# [DOCUMENT EXTRACT]
_ _ _ _ _ _ _
Once you've picked out the perfect suitcase -- sturdy, light, and small enough to handle easily -- it's time to fill it. A suitcase is basically a big, empty hole. If you just toss things in, they're going to wander around until it's a complete mess. Your bag needs a little help keeping things organized.

Clothing Folders

When packing for a trip, most people lay everything nice and neatly folded in the suitcase, tie it all down with the built in straps, then stand the suitcase up — and all of the clothes promptly end up in a heap at the bottom of the bag. This is actually the cause of all those wrinkles in your clothes. A few years back, experts in packing pushed the "bundle" method, where you would lay out all of your clothes, flat on top of each other, and then inter-fold them to form a bundle. That kept them neat, but meant that whenever you wanted something from the bundle, you had to take the whole thing apart, then re-fold it again. It was just more hassle than it was worth.

In step these genius little
packing folders, which hold everything in neat, orderly and wrinkle-free bundles. Fold your clothes as you normally would, stack them onto the folder and then close up the flaps to complete the bundle. This forms the core of what goes into the suitcase.

Other, smaller items will nest around this core. Folders come in a variety of sizes, including 15", 18" and 20". The 18" folder is perfect for my 20" suitcase (remember that the 20" dimension is the exterior measurement, including wheels). For a 22" suitcase, the 20" folder is better. If you're using a 24" or 25" suitcase, get a couple of the 15" version and lay them in sideways.

Once in the hotel I'm perfectly happy to leave the folder in my suitcase and get things out as needed, but I know many people like to feel a bit more "moved in" when they check into the hotel. With a clothing folder, this easy. Pull the clothing folder out of your suitcase, open the flaps and lay the whole thing in a drawer and, voila!, you're moved in. Packing up again is just as easy.

Packing Cubes

Basically zippered versions of the clothing folders, these cubes (and half-cubes and quarter-cubes) are perfect for all of the little things that roll around in the suitcase looking for a place to hide. I stack them in groups on top and around the core formed by my clothing folder. I have one for my underwear and socks, another for electrical adapters, spare AA or AAA batteries, and non-camera-related electronics, and a third that I use to hold spare camera batteries, memory cards, a card reader, and other photo-related gear.
_ _ _ _ _ _ _
# [REQUIRED TASK A]
List the sizes that the packing article says clothing folders come in.

# [Named-object pointing rows]
_ _ _ _ _ _ _
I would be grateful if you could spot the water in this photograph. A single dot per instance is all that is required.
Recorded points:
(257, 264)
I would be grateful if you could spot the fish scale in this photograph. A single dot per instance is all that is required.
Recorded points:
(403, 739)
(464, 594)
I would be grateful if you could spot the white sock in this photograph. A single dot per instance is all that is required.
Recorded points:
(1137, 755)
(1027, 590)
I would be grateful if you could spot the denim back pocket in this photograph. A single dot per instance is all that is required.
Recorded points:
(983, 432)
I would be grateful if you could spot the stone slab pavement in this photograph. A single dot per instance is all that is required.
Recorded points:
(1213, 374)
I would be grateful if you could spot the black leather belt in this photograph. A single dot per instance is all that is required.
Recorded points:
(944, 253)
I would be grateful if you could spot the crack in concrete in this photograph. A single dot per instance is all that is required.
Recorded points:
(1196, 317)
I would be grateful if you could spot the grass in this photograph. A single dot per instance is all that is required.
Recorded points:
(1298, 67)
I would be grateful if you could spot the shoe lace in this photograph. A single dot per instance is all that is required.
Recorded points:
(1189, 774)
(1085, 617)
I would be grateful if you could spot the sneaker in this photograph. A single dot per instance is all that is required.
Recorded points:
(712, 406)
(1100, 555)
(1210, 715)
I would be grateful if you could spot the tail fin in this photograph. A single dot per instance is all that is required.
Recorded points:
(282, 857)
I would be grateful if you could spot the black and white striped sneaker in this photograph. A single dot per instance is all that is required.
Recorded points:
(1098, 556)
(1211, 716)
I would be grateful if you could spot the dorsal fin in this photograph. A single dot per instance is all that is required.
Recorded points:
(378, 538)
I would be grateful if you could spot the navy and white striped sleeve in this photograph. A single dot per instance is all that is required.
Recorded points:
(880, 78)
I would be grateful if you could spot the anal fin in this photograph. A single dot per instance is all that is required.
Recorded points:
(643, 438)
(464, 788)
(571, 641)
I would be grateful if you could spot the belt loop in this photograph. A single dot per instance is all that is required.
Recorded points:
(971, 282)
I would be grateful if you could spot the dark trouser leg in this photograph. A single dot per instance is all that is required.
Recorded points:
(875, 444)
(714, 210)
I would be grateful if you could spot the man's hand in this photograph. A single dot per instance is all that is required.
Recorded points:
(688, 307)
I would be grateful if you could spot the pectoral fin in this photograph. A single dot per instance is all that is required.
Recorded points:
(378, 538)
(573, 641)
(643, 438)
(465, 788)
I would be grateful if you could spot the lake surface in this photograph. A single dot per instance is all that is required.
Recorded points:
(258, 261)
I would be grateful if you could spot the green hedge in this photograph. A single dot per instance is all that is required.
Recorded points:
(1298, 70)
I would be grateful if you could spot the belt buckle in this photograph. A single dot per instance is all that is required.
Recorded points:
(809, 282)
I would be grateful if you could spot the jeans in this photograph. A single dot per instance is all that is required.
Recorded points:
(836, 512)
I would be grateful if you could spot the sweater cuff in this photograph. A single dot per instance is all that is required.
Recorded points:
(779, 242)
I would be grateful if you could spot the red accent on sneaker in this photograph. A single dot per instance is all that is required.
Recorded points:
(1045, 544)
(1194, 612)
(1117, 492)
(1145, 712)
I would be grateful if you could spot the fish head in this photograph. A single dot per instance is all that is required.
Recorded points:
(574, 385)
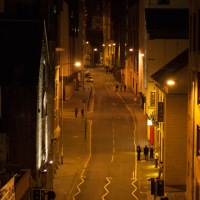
_ _ _ _ _ _ _
# [REQUIRED TASK B]
Swap "spot" for "locate" in the rows, covering everything from the start of the rows down to the line that contains "(1027, 590)", and return only those lines with nothing else altered.

# [EXPECTED OUTPUT A]
15", 18", and 20"

# [EXPECTED OUTPUT B]
I would be grateful if you could locate the water in this photograph. A single dot per instance is all that is required.
Recorded points:
(257, 264)
I would be grateful if you could locate the fish scale in this photograph. A single dot per instance is all that is required.
Recorded points:
(403, 739)
(464, 594)
I would be grateful if you could locate the white sock in this photograph. A single dot per instance is all that is required.
Recorded points:
(1137, 755)
(1027, 590)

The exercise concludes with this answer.